▶ Texto para leitura

|---|

A quem Machado de Assis dedicou seus primeiros poemas? Pesquisa genealógica de professor da UFPR investigou as relações sociais e familiares do escritor no Morro do Livramento, onde ele passou a infância, e paralelos com sua obra
Nomes e sobrenomes do Morro do Livramento, onde Machado de Assis nasceu no Rio de Janeiro, foram levantados nos estudos sociológicos que trazem novas informações à biografia do escritor. Foto: BN/Commons

A obra do escritor Machado de Assis, nascido em 21 de junho há 186 anos, é uma linha sólida da pesquisa literária no Brasil e no exterior. Sua vida, porém, também interessa a outras áreas de conhecimento, devido à peculiaridade das suas marcações e posicionamentos sociais — um homem negro, um dos raros alfabetizados, nascido em uma família de trabalhadores que transitava por classes sociais mais altas e, mais tarde, autor que se destaca pela evidente análise social crítica.  

Por conta disso, há anos o escritor é tema de pesquisas do professor Ricardo Costa de Oliveira, do Departamento de Sociologia da Universidade Federal do Paraná (UFPR), conhecido pelos estudos sobre a relação entre poder e genealogia no Brasil e coordenador do Núcleo de Estudos Paranaenses (NEP).

|---|

▶ Dados fornecidos
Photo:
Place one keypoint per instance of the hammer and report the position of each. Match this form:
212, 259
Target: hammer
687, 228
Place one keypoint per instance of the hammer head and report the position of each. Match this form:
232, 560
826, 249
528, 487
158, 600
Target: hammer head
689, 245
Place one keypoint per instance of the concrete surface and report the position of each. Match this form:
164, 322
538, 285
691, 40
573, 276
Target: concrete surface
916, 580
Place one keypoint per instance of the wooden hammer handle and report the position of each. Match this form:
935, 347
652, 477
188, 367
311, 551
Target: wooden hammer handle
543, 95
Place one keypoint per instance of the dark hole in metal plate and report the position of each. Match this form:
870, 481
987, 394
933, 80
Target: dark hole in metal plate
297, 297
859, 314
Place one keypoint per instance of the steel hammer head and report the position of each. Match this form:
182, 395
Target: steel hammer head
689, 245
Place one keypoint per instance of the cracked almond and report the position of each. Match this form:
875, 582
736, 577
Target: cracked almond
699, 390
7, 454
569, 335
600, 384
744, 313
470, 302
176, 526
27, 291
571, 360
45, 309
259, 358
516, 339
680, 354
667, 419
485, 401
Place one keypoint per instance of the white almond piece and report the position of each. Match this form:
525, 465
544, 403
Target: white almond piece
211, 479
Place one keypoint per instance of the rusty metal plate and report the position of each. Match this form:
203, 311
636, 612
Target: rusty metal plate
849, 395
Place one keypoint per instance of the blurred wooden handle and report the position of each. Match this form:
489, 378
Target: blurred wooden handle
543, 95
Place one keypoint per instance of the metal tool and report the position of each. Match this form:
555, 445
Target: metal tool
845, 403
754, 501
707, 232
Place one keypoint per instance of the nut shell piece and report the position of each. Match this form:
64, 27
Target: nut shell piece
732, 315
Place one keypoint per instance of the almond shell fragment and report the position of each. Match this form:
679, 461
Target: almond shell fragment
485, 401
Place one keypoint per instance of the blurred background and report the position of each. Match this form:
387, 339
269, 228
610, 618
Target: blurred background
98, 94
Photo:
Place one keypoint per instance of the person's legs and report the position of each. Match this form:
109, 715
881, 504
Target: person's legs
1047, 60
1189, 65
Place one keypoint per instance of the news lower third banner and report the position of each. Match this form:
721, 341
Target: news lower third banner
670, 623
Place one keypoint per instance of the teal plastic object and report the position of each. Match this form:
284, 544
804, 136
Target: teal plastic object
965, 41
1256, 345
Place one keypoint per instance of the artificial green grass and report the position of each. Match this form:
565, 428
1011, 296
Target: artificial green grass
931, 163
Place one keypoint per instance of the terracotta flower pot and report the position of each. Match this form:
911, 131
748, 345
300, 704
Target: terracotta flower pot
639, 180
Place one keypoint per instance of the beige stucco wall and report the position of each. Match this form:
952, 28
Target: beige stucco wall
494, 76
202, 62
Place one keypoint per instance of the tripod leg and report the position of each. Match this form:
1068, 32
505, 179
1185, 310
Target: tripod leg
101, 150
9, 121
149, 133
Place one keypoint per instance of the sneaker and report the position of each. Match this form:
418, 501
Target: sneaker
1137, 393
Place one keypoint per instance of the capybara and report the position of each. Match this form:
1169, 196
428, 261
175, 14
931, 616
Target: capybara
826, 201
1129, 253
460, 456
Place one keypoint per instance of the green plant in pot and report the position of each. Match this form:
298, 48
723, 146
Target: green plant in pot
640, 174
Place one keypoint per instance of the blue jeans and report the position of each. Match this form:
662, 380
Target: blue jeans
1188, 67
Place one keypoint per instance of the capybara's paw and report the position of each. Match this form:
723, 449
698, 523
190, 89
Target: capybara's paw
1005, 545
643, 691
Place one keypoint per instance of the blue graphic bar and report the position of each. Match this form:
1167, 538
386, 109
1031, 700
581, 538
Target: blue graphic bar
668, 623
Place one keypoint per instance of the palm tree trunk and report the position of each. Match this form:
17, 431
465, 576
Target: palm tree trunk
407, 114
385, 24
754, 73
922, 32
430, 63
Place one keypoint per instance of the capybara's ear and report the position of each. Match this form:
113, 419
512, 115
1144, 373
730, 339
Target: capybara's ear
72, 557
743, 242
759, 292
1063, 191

|---|

▶ O que se pede
A. Diga se cada afirmação abaixo concorda com o texto sobre Machado de Assis, respondendo sim ou não e citando literalmente as palavras do texto que decidem. (i) Machado de Assis nasceu no Rio de Janeiro. (ii) Ricardo Costa de Oliveira é professor do Departamento de História da UFPR. (iii) O texto descreve Machado de Assis como um dos raros alfabetizados.
B. Reproduza sem alterações o trecho do texto sobre Machado de Assis começando em "A obra do escritor" e seguindo até "Estudos Paranaenses (NEP).".

▶ Resultados finais
A.
(i) Sim: "onde Machado de Assis nasceu no Rio de Janeiro".
(ii) Não: "do Departamento de Sociologia da Universidade Federal do Paraná (UFPR)".
(iii) Sim: "um dos raros alfabetizados".

B.
A obra do escritor Machado de Assis, nascido em 21 de junho há 186 anos, é uma linha sólida da pesquisa literária no Brasil e no exterior. Sua vida, porém, também interessa a outras áreas de conhecimento, devido à peculiaridade das suas marcações e posicionamentos sociais — um homem negro, um dos raros alfabetizados, nascido em uma família de trabalhadores que transitava por classes sociais mais altas e, mais tarde, autor que se destaca pela evidente análise social crítica.  

Por conta disso, há anos o escritor é tema de pesquisas do professor Ricardo Costa de Oliveira, do Departamento de Sociologia da Universidade Federal do Paraná (UFPR), conhecido pelos estudos sobre a relação entre poder e genealogia no Brasil e coordenador do Núcleo de Estudos Paranaenses (NEP).